▶ The task: Would you retype the entries from the first line to the line bearing "like point(149, 146).", both included, leaving out every picture?

(Referring expression data)
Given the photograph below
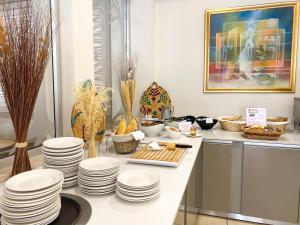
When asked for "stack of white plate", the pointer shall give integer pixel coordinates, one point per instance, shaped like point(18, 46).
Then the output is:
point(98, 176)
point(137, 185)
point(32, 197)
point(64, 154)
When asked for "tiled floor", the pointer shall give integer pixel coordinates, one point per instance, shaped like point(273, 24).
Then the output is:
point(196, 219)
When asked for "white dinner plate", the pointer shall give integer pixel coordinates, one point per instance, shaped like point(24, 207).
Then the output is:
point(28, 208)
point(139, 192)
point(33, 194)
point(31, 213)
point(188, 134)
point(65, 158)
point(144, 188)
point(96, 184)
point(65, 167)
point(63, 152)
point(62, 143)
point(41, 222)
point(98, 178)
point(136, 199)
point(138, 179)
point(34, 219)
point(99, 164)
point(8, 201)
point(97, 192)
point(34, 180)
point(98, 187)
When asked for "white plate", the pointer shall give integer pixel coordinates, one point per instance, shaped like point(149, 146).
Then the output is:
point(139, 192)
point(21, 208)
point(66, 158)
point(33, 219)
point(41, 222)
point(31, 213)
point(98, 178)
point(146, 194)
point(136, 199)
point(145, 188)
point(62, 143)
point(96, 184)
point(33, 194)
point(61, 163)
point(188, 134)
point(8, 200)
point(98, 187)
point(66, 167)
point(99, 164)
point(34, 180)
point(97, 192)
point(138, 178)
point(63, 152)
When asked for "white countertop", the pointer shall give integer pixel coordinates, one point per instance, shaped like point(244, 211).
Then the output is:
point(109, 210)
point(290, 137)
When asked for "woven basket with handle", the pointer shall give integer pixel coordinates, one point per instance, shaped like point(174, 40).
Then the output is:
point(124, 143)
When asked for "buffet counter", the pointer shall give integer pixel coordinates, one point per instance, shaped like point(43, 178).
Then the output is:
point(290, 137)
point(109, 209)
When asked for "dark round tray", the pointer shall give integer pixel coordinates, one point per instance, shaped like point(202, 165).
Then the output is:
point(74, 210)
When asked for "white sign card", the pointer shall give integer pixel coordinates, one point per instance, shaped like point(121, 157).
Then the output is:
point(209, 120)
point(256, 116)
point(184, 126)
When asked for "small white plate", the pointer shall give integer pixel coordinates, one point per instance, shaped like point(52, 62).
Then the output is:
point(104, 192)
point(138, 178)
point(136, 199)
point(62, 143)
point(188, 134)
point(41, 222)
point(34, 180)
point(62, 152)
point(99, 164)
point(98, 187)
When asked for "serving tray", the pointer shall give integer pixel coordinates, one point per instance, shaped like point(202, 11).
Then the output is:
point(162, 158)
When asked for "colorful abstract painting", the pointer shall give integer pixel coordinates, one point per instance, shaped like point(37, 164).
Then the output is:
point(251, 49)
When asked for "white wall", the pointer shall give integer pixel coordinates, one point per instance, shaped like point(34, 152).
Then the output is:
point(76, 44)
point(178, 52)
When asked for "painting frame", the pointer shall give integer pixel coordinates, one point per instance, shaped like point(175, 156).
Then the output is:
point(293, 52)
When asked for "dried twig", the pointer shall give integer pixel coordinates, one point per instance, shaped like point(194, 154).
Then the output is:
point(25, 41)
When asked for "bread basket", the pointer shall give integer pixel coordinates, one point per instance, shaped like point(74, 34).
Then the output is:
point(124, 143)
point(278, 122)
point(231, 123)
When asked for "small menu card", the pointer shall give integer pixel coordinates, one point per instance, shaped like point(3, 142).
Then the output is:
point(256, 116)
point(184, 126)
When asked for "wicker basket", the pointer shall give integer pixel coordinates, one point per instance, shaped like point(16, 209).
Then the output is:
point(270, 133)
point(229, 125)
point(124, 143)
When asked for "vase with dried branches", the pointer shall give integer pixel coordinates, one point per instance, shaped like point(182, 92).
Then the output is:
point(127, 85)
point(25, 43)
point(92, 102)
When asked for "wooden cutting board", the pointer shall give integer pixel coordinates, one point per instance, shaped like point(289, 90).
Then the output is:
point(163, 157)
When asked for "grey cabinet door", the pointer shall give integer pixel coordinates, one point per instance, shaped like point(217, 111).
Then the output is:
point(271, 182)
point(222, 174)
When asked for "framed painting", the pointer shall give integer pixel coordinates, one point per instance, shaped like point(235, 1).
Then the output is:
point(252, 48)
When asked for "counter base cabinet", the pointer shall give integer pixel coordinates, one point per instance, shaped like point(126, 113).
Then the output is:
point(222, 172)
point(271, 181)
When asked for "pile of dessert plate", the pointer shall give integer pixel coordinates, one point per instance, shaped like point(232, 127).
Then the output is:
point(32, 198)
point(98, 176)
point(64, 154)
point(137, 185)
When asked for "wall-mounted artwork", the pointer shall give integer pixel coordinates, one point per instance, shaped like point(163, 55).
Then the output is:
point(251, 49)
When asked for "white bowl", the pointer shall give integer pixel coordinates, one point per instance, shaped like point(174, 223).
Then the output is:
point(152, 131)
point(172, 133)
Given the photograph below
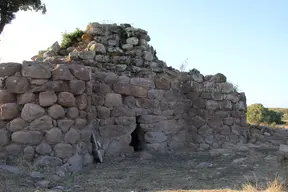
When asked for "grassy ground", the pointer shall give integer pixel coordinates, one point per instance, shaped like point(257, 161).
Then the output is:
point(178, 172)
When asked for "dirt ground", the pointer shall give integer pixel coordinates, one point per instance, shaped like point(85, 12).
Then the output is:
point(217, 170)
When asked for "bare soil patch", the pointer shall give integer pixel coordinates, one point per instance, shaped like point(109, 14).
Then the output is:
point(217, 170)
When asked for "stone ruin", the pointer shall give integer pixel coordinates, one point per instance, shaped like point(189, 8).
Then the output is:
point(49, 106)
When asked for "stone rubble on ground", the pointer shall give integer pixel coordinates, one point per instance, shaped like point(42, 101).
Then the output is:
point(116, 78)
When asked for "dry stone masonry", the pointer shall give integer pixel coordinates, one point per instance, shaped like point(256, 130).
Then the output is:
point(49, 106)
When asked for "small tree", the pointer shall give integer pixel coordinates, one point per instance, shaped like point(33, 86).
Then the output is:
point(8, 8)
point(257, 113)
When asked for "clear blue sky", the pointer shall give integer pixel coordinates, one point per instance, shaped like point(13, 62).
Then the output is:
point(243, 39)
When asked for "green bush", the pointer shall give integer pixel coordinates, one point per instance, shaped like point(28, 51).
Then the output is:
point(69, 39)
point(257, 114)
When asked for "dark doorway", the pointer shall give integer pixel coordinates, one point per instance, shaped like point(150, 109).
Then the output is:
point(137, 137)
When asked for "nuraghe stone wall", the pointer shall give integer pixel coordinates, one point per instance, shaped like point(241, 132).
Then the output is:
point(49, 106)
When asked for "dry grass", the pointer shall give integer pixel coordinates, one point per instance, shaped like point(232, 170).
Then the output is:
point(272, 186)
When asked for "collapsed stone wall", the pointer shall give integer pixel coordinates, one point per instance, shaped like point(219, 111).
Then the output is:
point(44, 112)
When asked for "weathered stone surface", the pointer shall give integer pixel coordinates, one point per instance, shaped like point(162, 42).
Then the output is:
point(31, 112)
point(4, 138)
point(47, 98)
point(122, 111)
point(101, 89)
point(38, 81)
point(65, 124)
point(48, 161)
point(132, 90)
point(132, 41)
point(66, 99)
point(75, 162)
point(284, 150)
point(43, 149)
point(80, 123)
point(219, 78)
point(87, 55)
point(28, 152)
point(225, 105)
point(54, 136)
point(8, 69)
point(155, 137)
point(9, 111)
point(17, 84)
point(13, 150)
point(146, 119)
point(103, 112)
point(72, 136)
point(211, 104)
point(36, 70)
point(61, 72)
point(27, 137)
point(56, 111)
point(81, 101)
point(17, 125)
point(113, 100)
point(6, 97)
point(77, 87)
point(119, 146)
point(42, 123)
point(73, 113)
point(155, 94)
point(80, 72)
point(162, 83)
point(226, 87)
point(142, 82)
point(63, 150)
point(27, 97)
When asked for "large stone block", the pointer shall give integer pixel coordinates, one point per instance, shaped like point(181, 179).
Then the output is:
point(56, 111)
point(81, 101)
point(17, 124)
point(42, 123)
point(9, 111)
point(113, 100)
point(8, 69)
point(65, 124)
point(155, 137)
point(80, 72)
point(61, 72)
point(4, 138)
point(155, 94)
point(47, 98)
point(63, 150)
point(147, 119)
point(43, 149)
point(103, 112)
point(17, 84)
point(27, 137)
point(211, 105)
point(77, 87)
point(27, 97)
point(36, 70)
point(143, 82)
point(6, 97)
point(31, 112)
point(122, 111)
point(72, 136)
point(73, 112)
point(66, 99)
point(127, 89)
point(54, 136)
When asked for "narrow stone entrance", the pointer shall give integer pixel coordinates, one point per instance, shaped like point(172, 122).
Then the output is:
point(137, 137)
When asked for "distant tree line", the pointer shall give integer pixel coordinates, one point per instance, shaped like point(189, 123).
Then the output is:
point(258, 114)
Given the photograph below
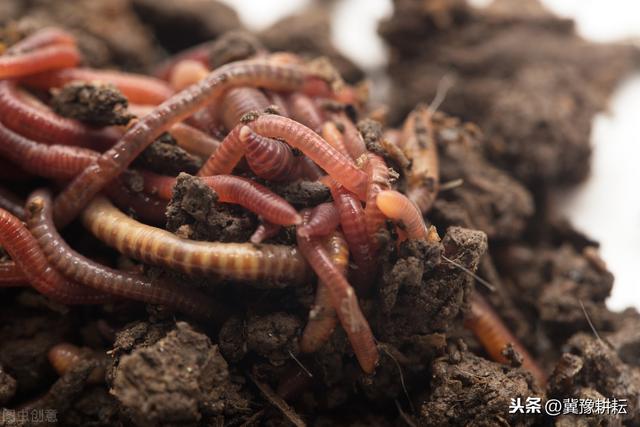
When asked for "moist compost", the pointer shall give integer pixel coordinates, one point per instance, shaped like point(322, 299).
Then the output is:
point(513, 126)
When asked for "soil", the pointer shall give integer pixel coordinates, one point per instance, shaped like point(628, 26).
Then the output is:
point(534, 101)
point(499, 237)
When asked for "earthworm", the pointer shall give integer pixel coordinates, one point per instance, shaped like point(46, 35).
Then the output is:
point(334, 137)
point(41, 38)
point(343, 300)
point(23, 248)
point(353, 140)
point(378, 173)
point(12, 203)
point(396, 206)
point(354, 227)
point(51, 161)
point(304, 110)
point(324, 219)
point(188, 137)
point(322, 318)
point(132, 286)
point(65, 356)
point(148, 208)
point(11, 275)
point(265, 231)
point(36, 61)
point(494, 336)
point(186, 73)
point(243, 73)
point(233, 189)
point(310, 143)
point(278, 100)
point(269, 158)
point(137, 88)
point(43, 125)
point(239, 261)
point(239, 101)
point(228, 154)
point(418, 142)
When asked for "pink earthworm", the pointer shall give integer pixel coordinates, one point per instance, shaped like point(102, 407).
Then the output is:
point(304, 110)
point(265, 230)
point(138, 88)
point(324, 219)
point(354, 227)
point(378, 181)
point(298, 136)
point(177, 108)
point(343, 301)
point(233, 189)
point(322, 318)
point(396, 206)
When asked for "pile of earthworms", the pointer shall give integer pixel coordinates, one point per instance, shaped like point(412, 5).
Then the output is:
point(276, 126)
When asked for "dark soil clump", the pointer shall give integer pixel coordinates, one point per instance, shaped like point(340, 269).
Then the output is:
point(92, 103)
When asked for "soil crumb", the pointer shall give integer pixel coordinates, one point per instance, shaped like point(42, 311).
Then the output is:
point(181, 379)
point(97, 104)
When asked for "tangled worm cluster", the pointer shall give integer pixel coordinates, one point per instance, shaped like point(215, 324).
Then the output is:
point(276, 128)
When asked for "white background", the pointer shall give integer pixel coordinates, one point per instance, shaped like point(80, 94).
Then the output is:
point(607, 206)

▶ Exercise output:
Given the photograph below
When asked for "stack of white plate", the pointer shall give integer pixel coordinates, one point per instance, shaped like point(18, 46).
Then the output is:
point(98, 176)
point(137, 185)
point(32, 197)
point(64, 154)
When asked for "tiled floor", the pointer shall give integer pixel coordinates, one point per instance, shaped like point(273, 24).
Then the output is:
point(196, 219)
When asked for "white dinner plate", the pointer shall give integer pixel coordinates, one point per instance, shaped like point(24, 207).
Then the output is:
point(28, 208)
point(139, 192)
point(33, 194)
point(31, 213)
point(188, 134)
point(65, 158)
point(144, 188)
point(96, 184)
point(65, 167)
point(63, 152)
point(62, 143)
point(41, 222)
point(98, 178)
point(136, 199)
point(138, 179)
point(34, 219)
point(99, 164)
point(8, 201)
point(97, 192)
point(34, 180)
point(98, 187)
When asked for "white plate", the pointer shall give integer pixel coordinates, one point per instance, shaped like point(149, 146).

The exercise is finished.